— Task to carry out —
Scan the records beneath this line for the line holding "quick one for ya, tell me where the tree" and the line holding "quick one for ya, tell me where the building", then transcribe exactly those two and all lines between.

━━━━━ Extracted material

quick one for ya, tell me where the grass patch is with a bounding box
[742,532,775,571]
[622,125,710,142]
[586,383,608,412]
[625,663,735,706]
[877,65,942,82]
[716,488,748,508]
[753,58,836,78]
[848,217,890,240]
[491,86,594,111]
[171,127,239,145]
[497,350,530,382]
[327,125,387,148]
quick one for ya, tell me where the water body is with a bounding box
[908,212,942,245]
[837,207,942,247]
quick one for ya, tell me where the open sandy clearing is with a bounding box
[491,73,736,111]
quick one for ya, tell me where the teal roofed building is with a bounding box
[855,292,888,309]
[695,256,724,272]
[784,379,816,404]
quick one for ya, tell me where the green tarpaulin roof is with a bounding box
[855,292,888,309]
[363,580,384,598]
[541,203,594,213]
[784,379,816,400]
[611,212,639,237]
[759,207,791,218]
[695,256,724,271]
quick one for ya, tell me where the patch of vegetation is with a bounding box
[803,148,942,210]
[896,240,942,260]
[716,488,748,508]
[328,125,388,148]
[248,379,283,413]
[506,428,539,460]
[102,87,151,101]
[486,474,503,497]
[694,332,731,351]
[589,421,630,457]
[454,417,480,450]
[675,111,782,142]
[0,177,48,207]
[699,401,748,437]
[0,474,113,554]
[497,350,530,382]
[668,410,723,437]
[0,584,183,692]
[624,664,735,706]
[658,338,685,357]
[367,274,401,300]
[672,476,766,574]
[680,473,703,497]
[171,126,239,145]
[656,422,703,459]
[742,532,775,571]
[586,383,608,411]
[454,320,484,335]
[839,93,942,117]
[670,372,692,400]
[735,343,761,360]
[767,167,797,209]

━━━━━━━━━━
━━━━━ Extracted material

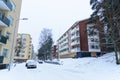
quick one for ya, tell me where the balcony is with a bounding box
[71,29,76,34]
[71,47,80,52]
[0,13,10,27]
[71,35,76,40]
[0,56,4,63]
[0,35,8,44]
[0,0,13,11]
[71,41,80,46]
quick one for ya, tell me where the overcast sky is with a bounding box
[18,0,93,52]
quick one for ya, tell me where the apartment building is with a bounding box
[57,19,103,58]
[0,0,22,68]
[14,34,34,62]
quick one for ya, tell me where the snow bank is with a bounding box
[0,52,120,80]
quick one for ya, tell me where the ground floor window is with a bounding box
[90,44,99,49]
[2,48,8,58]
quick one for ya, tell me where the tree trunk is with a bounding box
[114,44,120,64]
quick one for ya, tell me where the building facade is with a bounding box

━━━━━━━━━━

— Task answer —
quick one for ya, tell me where the tree trunk is with a bounding box
[114,44,120,64]
quick one for ya, tell me where the building facade is with a bounding box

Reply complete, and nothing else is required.